Work instructions: From the line that holds "man in black" to the last line of the data, copy everything exactly; leave out all the rest.

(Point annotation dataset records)
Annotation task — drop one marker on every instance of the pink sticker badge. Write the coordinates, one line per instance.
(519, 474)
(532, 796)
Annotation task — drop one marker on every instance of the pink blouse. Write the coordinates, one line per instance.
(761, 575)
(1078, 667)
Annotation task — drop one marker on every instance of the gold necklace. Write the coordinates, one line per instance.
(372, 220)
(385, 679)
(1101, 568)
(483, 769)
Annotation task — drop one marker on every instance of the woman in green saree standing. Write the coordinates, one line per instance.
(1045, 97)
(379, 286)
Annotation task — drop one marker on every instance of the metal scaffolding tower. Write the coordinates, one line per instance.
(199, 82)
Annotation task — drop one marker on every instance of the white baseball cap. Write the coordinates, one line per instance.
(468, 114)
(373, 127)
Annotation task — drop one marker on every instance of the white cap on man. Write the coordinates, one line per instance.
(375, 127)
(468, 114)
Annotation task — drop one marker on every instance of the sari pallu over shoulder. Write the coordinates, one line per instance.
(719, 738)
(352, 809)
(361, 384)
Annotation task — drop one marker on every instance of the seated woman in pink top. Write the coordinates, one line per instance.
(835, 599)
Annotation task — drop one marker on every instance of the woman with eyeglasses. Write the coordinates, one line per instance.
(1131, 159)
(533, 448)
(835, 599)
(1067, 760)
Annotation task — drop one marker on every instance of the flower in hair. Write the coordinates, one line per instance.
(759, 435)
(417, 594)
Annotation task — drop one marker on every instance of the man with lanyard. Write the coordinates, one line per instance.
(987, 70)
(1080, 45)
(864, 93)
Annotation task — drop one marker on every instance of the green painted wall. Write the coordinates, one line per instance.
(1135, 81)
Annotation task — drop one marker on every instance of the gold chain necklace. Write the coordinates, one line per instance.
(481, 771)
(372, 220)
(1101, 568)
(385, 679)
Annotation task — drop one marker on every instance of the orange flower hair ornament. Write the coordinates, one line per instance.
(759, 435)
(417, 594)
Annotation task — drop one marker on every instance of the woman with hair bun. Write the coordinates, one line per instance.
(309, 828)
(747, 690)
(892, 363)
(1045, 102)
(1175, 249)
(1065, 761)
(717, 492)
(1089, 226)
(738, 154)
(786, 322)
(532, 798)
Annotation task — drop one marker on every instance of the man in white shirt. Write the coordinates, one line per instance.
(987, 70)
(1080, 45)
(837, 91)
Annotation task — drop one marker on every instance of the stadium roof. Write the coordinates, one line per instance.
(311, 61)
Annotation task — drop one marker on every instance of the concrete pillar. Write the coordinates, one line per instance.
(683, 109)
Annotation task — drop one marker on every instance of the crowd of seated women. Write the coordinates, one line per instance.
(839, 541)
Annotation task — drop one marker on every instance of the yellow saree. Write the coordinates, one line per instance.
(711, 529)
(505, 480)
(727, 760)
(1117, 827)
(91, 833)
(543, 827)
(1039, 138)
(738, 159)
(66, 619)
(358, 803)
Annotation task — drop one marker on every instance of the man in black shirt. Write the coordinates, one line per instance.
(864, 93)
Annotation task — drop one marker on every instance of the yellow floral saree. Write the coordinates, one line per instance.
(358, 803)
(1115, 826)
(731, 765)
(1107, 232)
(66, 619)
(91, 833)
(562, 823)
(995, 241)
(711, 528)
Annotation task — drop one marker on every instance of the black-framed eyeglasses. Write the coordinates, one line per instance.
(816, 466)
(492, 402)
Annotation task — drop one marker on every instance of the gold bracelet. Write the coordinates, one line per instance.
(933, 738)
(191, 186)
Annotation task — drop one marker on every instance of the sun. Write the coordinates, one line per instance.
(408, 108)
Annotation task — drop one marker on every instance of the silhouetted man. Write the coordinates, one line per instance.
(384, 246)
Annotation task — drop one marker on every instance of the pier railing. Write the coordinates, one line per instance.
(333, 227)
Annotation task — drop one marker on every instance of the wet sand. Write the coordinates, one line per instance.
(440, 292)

Task output:
Annotation task — drop one marker on every instance of the man in black shirt. Write the coordinates, one line per instance.
(864, 93)
Annotation task — drop one marker on every instance of the yellow floral saree. Write the coordinates, one line per instance.
(358, 803)
(1115, 826)
(731, 765)
(1107, 232)
(66, 619)
(91, 833)
(562, 823)
(995, 241)
(711, 528)
Annotation task — drop one marker on every instance of the black-framed eyeglasses. Write the coordinates, one line per instance.
(816, 466)
(492, 402)
Annotation task — drop one marker on every instance of the gold bracelet. Write the coordinates, one line per instance.
(933, 738)
(191, 186)
Annotation task — drop one marker on every instance of the sun. Write the coordinates, one line per instance.
(408, 108)
Annotation task — drop one marker on every instance of the silhouetted man. Write the coordinates, one line per instance.
(384, 246)
Annotation task — drop one marker on every instance of the pier railing. Write the coordinates, one line per instance.
(333, 227)
Annotation task — drop one marker on every instance of the wet sand. Write the coordinates, one line per instance.
(440, 292)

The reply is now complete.